[Start Exercise input]
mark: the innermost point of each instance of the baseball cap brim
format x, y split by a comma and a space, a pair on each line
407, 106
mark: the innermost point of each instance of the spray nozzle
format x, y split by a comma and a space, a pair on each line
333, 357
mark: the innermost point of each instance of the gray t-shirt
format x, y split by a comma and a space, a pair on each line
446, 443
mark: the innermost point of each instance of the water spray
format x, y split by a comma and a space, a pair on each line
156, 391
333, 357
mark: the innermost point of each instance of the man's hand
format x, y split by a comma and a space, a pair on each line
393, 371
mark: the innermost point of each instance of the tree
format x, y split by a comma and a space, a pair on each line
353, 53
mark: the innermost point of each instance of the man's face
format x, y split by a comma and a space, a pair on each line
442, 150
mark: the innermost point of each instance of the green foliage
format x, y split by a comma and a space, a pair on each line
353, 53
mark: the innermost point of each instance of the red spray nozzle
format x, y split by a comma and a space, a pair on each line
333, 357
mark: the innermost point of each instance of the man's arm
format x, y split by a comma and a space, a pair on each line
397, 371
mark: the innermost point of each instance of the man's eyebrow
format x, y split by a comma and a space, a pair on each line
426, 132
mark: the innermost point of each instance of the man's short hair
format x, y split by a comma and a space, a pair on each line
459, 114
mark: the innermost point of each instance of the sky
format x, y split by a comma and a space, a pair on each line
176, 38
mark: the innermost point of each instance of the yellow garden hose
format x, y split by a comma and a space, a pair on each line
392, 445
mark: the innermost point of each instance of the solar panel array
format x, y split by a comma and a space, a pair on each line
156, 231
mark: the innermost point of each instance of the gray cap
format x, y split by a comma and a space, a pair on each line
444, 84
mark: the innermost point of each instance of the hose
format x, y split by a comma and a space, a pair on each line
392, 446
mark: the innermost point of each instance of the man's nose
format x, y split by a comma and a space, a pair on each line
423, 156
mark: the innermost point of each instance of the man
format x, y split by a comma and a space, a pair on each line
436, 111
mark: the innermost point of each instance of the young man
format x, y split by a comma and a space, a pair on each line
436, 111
[End Exercise input]
▶ What is expected
Please render the whole listing above as a two-column CSV with the header row request,answer. Give one row per request: its full text in one quoted field and its answer in the other, with any line breaks replaced by spaces.

▶ Correct result
request,answer
"mark: the innermost point of each instance of the baseball cap brim format x, y split by a comma and a space, a pair on each line","407, 106"
"mark: the innermost point of each instance of the spray nozzle format x, y split by a comma and a space, a pair on each line","333, 357"
"mark: the innermost point of each instance of the gray t-shirt format x, y split by a comma and a space, a pair on each line","446, 443"
"mark: the innermost point of each instance of the water spray format x, y split by a comma and a space, a pair on each line","156, 391 333, 357"
"mark: the innermost point of each instance of the man's hand format x, y split by a comma and a space, a pair on each line","393, 371"
"mark: the innermost point of each instance of the tree format x, y split by a comma and a space, a pair on each line","353, 53"
"mark: the innermost point of each instance of the man's face format x, y split by a comma and a space, a pair on each line","442, 150"
"mark: the innermost point of each instance of the green foliage format x, y split by a comma and a space, a pair on each line","353, 53"
"mark: the innermost point of each instance of the red spray nozzle format x, y split by a comma and a space, a pair on each line","333, 357"
"mark: the innermost point of each instance of the man's arm format x, y split by a comma and a space, a pair on each line","397, 371"
"mark: the innermost point of each instance of the man's eyebrow format x, y split by a comma and a space, a pair on each line","426, 132"
"mark: the innermost point of each instance of the man's short hair format x, y split by a comma and a space, a pair on each line","459, 114"
"mark: the innermost point of each instance of the sky format x, y split by a comma and a space, a pair on each line","176, 38"
"mark: the innermost point of each instance of the yellow garden hose format x, y split by a comma and a space, a pair on each line","392, 445"
"mark: the innermost point of each instance of the solar panel array format x, y split by a comma and a space, a pair on each line","156, 231"
"mark: the innermost point of each instance of the gray cap format x, y split by a comma and a space, a pair on each line","444, 84"
"mark: the innermost point of each instance of the hose format x, y split by a comma and a space, a pair on each line","392, 446"
"mark: the innermost point of each instance of the man's nose format x, y split by a comma and a space, a pair on each line","423, 156"
"mark: the innermost point of each instance of the man format x, y split by a comma and a space, a pair on each line","436, 111"
"mark: the innermost point of each instance of the young man format x, y split by a comma and a space, a pair on each line","436, 111"